▶ DATASET ENTRIES:

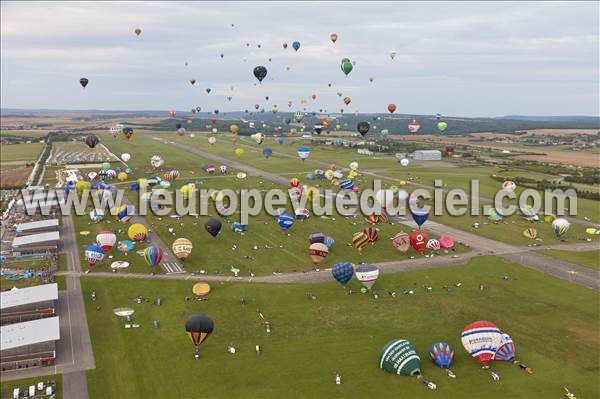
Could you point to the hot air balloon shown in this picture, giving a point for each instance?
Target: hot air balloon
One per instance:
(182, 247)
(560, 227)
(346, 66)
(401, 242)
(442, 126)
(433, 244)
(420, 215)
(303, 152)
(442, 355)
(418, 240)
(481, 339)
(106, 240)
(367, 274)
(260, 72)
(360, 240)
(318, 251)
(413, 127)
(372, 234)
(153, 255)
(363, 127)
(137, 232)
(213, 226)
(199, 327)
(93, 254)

* * *

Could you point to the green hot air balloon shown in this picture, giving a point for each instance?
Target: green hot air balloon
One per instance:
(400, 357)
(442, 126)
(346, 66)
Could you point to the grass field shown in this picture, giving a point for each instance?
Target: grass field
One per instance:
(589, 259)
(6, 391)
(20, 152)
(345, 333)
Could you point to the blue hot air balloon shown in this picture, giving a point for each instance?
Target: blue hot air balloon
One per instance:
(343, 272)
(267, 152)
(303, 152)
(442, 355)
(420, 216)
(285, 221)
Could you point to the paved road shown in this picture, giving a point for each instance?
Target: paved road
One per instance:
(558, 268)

▶ THE PROBLEM:
Copy out, in full, every line of the data above that contains the word "road".

▶ SOLUTION BELOW:
Could you point to the paved road shown in this picture, giving a point for each instance?
Target: paved road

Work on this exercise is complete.